TASK REQUIREMENTS
Within the records that follow, determine how many lines include the word "street". State the number and nothing further.

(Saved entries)
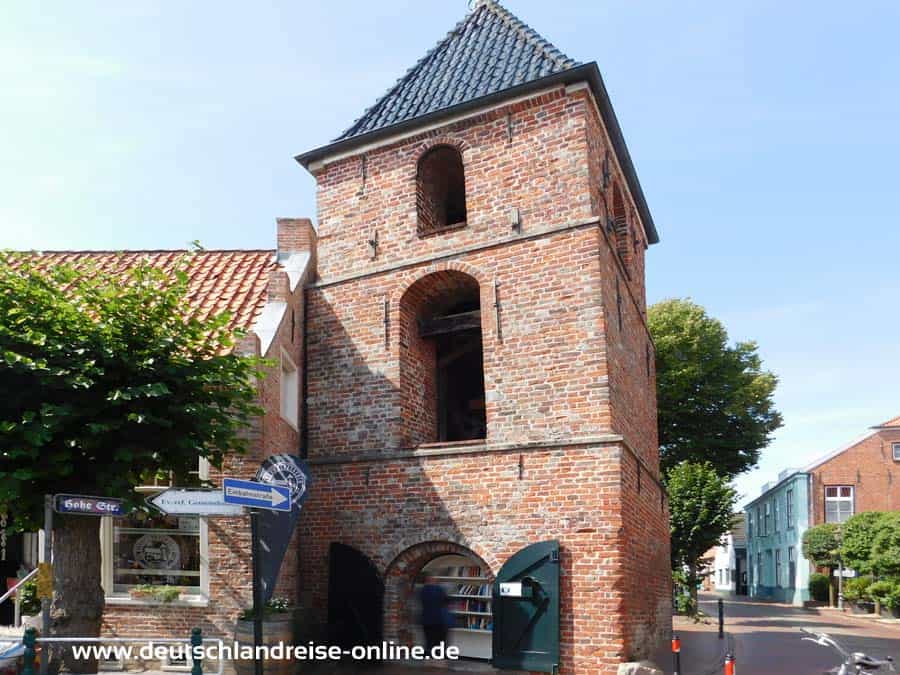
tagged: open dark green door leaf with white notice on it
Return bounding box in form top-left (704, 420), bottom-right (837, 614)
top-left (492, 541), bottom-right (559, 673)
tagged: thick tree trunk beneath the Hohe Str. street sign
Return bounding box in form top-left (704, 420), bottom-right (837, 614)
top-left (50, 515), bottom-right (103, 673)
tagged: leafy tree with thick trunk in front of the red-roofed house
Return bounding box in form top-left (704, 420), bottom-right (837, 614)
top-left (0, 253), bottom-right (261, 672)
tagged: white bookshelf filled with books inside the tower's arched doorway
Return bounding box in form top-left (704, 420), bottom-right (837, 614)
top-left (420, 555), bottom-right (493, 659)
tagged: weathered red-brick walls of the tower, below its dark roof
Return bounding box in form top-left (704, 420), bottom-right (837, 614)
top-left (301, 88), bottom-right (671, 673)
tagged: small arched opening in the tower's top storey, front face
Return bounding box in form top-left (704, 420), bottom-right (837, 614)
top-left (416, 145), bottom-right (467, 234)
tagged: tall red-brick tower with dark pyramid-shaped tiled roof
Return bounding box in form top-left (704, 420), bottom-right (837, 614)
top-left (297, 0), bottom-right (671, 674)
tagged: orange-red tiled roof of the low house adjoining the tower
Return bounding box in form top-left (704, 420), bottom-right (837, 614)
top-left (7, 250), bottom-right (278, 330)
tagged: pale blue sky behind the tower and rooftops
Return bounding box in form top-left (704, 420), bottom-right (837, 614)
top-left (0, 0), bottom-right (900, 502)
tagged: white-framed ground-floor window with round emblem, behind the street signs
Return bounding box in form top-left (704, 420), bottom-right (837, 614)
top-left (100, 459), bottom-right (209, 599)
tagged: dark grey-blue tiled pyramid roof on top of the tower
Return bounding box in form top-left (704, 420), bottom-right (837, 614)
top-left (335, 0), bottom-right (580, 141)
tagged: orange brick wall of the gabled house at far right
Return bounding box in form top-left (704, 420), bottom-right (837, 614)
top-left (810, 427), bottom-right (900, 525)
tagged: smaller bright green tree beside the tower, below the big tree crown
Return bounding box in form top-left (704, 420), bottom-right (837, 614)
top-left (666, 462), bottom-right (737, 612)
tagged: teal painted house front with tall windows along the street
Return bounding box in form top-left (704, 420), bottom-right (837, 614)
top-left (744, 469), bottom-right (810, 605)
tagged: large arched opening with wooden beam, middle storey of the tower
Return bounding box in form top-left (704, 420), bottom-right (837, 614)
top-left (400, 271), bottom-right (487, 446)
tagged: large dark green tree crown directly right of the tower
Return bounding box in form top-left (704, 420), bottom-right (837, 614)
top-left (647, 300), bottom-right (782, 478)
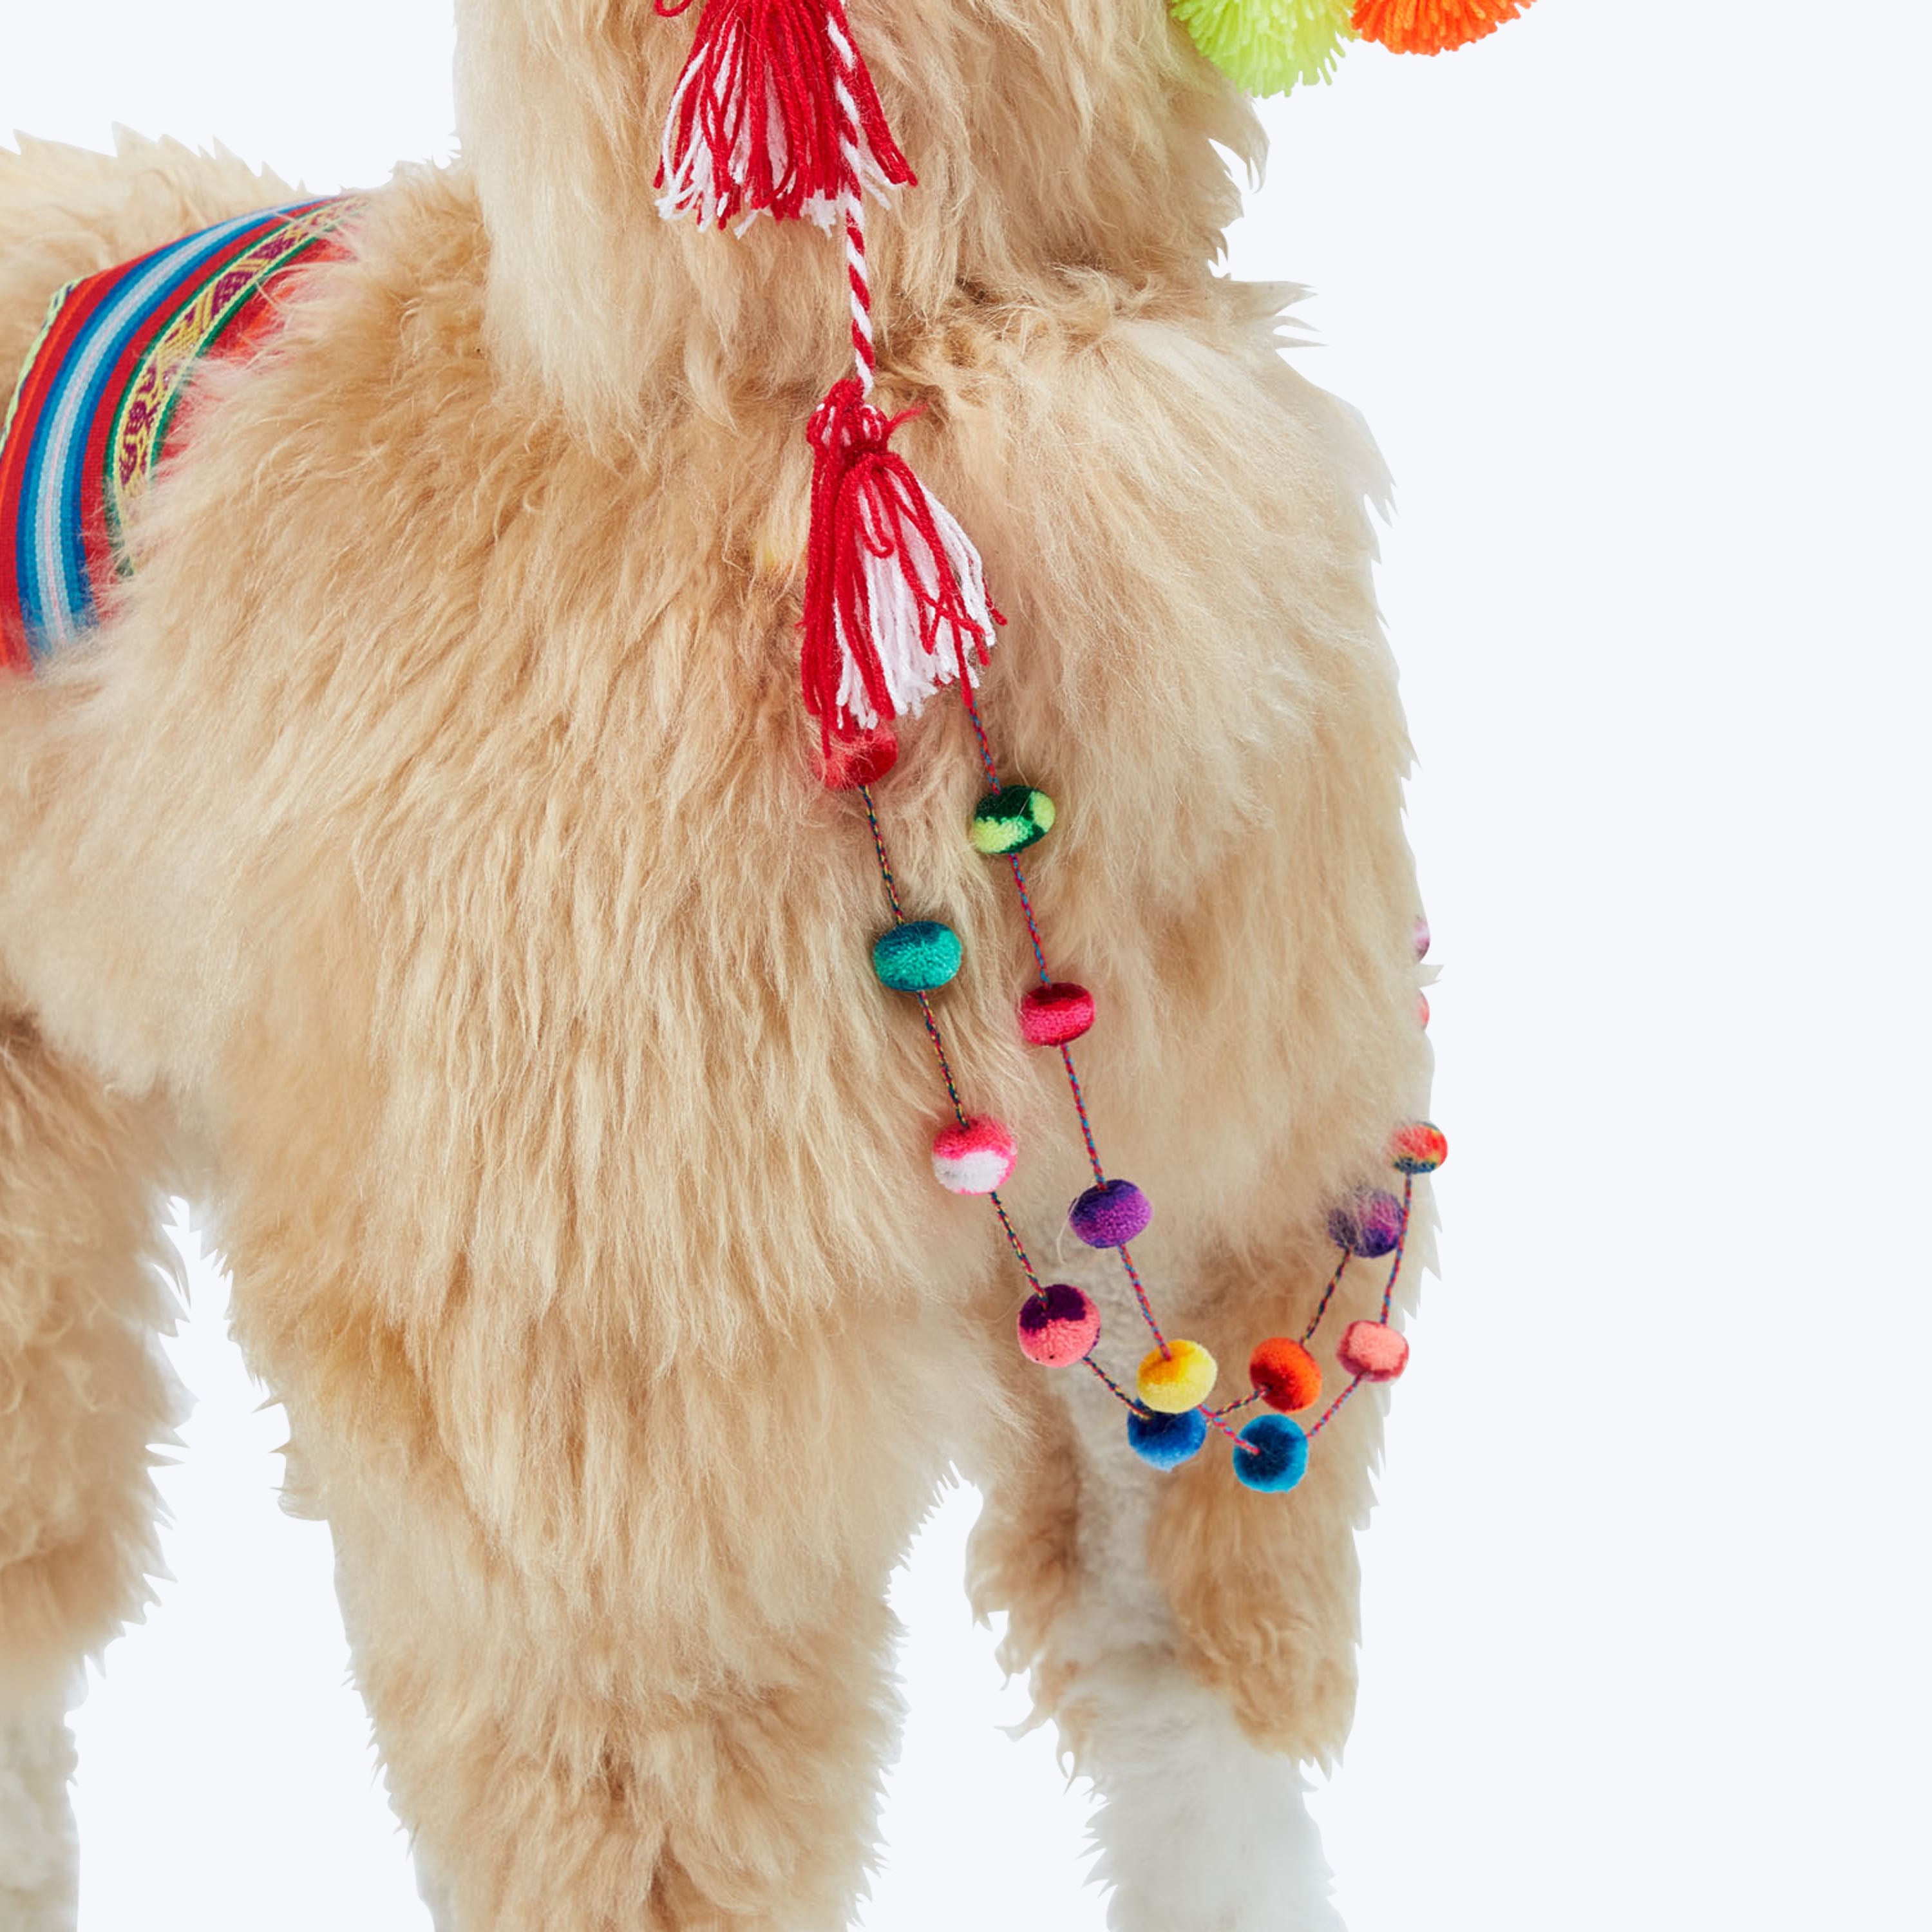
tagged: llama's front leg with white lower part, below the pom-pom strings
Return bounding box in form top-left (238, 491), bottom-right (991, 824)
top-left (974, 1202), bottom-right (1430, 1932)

ANSWER SPACE
3